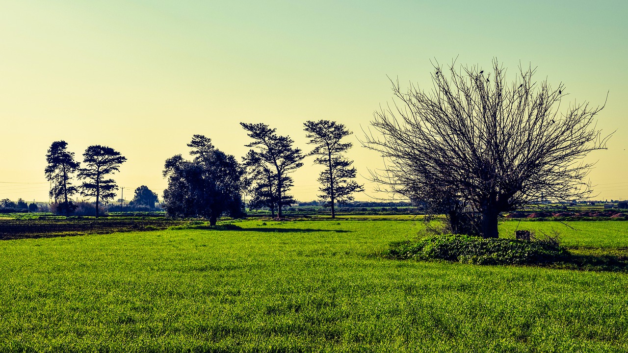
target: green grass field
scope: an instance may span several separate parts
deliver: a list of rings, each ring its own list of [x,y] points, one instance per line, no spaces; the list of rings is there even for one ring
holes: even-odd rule
[[[502,222],[499,232],[502,236],[514,237],[515,229],[533,231],[552,235],[558,232],[561,244],[568,247],[619,247],[628,249],[628,222],[615,220],[535,222],[507,220]]]
[[[376,256],[411,220],[265,223],[3,241],[0,351],[628,352],[625,273]],[[627,243],[588,223],[563,241]]]

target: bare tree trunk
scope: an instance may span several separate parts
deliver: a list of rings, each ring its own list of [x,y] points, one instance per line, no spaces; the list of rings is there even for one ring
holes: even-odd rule
[[[278,175],[278,178],[281,178]],[[277,184],[277,218],[281,218],[281,189],[283,188],[283,185],[281,183]]]
[[[99,203],[99,198],[100,198],[100,197],[99,197],[99,196],[100,196],[99,193],[100,193],[99,192],[99,190],[96,190],[96,218],[98,218],[98,203]]]
[[[98,218],[98,205],[100,198],[100,176],[96,175],[96,218]]]
[[[327,148],[329,151],[329,148]],[[332,153],[331,151],[327,155],[329,161],[329,198],[332,200],[332,219],[336,218],[336,209],[333,204],[333,173],[332,169]]]
[[[499,238],[497,217],[499,211],[496,207],[488,206],[482,210],[482,237],[483,238]]]

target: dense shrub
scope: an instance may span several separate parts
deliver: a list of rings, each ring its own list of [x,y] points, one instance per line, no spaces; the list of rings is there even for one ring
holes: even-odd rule
[[[63,202],[53,202],[50,204],[50,212],[52,213],[64,215],[65,215],[65,209],[63,208]],[[96,207],[93,202],[87,201],[79,201],[71,204],[71,212],[69,214],[72,215],[96,215]],[[106,214],[100,215],[106,216]]]
[[[555,241],[483,239],[451,234],[393,243],[386,254],[396,259],[518,265],[548,264],[565,261],[571,256]]]
[[[23,213],[28,213],[28,210],[24,209],[0,208],[0,214],[23,214]]]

──────────

OBJECTIVE → Rewrite all of the material above as a numbered list, one line per item, with blank lines skipped. Leave the picture out.

SOLUTION TO THIS TASK →
1. target: green grass field
2. scope: an instance may span several separate parts
3. deliver: a list of rings, each ring its own list of [x,y] points, one instance per line, no spaces; the list of rings is there even for one ring
4. holes: even-odd rule
5. [[[502,222],[499,232],[502,236],[514,237],[515,229],[533,231],[552,235],[558,232],[561,244],[568,247],[619,247],[628,249],[628,222],[615,220],[535,222],[507,220]]]
6. [[[376,256],[411,220],[265,223],[3,241],[0,351],[628,352],[625,273]],[[627,243],[588,223],[563,241]]]
7. target: bare tree trunk
8. scope: an instance may span several separate parts
9. deliver: a list of rings, each ring its own list of [x,y] points, one instance per line, no spaces; the list of rings is there even for one ring
10. holes: even-odd rule
11. [[[278,175],[278,178],[281,178]],[[277,184],[277,218],[281,218],[281,189],[283,188],[283,185],[281,183]]]
12. [[[99,203],[99,198],[100,198],[100,197],[99,197],[99,196],[100,196],[99,193],[100,193],[99,192],[99,190],[96,190],[96,218],[98,218],[98,203]]]
13. [[[98,218],[98,205],[100,198],[100,176],[96,175],[96,218]]]
14. [[[327,148],[329,151],[329,148]],[[332,153],[331,151],[327,155],[329,161],[329,198],[332,200],[332,219],[336,218],[336,209],[333,204],[333,173],[332,169]]]
15. [[[499,238],[497,217],[499,211],[496,207],[488,206],[482,210],[482,237],[483,238]]]
16. target: dense shrub
17. scope: an instance may span several separate parts
18. deliver: a list of rings, each ring its own list of [x,y] points, one instance per line, no spaces; the list of rings is there even for one ring
19. holes: even-odd rule
20. [[[63,202],[53,202],[50,204],[50,212],[52,213],[64,215],[65,215],[65,209],[63,208]],[[96,207],[93,202],[87,201],[79,201],[71,204],[71,212],[69,214],[72,215],[96,215]],[[106,214],[100,215],[106,216]]]
21. [[[555,241],[483,239],[451,234],[393,243],[386,254],[396,259],[518,265],[548,264],[565,261],[571,256]]]
22. [[[23,213],[28,213],[28,210],[24,209],[0,208],[0,214],[23,214]]]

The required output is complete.